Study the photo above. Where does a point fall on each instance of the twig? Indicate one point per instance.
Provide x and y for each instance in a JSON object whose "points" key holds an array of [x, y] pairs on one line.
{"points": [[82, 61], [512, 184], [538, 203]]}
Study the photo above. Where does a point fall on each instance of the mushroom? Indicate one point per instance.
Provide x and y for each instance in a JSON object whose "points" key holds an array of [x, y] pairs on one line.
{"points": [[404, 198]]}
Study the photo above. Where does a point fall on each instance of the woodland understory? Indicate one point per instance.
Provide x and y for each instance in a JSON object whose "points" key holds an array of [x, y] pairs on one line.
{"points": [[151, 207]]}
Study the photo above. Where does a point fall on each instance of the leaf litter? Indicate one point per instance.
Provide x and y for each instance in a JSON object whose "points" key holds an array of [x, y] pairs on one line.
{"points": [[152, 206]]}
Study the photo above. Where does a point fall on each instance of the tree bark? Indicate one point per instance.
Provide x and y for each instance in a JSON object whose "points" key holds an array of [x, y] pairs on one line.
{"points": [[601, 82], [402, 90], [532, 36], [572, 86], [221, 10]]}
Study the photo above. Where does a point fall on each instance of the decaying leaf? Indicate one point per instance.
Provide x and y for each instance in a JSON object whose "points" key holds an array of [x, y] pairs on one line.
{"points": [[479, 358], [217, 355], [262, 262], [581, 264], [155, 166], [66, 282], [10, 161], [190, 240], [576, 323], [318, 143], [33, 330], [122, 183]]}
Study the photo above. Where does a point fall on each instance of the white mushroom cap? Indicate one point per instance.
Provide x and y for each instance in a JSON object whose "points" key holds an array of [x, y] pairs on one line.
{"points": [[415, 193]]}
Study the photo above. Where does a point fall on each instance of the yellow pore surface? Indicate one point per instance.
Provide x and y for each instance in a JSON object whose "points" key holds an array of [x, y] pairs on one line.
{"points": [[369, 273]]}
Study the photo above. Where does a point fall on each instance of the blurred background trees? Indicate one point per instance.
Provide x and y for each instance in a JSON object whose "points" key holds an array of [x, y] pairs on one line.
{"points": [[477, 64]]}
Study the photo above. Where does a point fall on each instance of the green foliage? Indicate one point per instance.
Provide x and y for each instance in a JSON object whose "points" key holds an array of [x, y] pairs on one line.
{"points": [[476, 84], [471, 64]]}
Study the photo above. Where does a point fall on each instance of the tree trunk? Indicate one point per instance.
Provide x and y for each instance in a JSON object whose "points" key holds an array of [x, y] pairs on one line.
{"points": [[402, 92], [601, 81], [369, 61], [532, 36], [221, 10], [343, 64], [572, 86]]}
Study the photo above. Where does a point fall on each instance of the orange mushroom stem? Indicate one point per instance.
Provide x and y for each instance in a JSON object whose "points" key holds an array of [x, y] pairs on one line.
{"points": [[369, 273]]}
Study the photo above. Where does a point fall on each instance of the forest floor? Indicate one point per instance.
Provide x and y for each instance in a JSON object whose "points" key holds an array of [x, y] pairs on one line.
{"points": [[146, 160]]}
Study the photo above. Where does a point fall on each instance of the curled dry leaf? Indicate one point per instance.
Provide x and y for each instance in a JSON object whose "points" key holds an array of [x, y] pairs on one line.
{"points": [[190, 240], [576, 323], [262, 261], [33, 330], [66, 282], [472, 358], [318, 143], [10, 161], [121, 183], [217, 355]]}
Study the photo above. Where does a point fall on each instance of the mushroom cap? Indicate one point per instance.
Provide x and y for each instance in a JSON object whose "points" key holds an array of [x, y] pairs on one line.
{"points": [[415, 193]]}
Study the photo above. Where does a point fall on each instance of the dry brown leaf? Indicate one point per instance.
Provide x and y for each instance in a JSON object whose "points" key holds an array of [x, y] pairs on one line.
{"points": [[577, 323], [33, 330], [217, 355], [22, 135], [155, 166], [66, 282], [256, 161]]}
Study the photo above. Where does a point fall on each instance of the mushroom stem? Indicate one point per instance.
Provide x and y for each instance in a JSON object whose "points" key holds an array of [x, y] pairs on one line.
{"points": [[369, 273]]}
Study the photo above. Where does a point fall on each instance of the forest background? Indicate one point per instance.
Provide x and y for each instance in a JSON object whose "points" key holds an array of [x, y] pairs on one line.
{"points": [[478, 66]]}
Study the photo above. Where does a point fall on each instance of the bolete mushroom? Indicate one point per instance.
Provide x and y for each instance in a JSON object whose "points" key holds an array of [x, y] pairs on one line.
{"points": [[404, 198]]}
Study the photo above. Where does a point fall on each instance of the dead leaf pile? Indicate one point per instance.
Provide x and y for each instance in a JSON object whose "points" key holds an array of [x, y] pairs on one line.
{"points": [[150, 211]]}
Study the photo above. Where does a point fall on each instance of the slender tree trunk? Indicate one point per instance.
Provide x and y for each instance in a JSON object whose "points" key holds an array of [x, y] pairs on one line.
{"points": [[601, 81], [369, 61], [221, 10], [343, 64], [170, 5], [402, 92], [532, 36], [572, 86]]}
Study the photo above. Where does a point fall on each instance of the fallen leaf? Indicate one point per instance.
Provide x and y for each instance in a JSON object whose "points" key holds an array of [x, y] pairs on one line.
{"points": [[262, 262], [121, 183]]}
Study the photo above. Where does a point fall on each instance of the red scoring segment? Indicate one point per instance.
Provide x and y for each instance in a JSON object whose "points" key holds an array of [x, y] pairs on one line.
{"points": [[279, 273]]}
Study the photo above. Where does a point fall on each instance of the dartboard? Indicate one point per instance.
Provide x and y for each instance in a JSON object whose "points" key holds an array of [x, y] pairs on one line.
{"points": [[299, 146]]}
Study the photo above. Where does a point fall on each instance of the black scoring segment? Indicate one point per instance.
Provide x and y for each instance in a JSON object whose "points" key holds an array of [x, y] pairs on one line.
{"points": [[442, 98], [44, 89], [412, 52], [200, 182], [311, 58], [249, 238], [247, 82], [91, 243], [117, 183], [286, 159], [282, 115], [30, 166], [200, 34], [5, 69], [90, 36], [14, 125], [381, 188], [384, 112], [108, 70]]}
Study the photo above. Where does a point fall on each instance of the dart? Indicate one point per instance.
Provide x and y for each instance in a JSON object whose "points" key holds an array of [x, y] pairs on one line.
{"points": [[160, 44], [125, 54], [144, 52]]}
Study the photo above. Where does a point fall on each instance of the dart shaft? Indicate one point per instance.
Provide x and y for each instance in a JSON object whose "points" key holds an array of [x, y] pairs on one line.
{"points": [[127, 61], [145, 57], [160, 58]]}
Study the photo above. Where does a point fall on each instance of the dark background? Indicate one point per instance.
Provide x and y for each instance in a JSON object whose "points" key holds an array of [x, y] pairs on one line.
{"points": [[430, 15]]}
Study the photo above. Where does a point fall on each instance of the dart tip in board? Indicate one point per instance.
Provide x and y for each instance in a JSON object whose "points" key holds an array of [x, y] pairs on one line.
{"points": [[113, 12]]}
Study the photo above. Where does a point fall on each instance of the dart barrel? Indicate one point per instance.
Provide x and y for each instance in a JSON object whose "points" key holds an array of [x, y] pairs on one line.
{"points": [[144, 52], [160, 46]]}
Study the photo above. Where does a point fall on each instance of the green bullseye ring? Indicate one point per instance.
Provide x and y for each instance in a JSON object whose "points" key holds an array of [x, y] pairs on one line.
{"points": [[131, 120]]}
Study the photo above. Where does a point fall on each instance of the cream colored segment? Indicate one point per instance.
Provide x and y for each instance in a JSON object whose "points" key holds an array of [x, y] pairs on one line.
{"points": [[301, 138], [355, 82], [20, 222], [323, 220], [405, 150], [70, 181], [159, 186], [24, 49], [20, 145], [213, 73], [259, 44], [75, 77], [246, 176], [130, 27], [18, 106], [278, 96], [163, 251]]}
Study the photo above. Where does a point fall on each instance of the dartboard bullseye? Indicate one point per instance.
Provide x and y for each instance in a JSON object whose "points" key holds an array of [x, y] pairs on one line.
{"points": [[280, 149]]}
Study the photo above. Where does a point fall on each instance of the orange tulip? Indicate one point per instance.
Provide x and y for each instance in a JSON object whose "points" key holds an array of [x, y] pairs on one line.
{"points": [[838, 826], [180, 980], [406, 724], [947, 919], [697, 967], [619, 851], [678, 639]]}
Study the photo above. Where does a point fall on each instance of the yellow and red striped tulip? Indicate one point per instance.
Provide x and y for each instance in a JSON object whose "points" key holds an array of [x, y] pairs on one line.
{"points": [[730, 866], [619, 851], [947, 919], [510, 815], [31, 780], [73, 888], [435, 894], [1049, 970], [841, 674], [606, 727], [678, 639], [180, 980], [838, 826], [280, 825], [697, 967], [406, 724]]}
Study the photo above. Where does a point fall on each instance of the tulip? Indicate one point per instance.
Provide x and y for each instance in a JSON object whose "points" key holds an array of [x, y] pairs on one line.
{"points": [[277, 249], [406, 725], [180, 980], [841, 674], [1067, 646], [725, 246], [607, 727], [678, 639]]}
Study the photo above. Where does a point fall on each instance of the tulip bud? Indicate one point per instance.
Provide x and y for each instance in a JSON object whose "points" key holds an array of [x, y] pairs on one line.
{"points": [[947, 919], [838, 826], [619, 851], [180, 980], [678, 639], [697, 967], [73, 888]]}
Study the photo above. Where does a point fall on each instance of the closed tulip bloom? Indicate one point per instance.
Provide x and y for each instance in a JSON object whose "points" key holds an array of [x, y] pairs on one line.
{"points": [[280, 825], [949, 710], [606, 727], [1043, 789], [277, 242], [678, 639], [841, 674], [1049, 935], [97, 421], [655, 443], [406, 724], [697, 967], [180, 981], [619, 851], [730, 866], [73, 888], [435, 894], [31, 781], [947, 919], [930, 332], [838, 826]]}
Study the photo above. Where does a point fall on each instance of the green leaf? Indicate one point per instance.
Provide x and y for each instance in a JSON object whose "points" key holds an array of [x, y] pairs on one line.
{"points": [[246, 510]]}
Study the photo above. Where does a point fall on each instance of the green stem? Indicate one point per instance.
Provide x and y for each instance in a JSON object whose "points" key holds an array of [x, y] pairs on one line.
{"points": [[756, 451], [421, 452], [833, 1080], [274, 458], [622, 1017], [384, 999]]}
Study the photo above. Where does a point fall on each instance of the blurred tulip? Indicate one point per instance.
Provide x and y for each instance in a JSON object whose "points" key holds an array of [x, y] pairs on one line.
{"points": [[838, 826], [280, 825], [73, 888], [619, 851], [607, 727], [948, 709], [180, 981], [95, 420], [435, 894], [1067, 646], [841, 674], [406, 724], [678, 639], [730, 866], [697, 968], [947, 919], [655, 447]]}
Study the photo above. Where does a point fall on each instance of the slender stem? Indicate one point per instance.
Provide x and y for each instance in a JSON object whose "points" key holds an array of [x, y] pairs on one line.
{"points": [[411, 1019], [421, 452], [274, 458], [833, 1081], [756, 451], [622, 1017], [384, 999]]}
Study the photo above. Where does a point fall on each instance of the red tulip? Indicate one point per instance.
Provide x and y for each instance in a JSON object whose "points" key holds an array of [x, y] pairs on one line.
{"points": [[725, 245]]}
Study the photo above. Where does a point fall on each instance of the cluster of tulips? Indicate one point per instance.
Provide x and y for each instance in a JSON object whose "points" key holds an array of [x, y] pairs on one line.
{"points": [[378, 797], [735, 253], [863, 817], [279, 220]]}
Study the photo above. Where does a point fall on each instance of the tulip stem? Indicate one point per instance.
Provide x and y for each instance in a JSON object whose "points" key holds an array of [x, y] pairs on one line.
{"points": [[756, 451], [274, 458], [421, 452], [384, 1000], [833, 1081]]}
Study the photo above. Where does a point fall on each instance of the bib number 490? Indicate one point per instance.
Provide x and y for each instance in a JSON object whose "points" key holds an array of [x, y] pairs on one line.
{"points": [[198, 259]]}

> _REQUIREMENTS_
Turn the lines running from the one with "490? Indicate one point per instance." through the end of the entries, both included, into a JSON list of strings with one string per line and blank lines dropped.

> _WRITTEN ANSWER_
[
  "Study the photo above. Where does a point fall on each instance of the bib number 490? Indicate one point per instance.",
  "Provide x and y for each instance in a JSON object whose \"points\" key holds an array of [x, y] pairs on one line.",
  "{\"points\": [[198, 259]]}"
]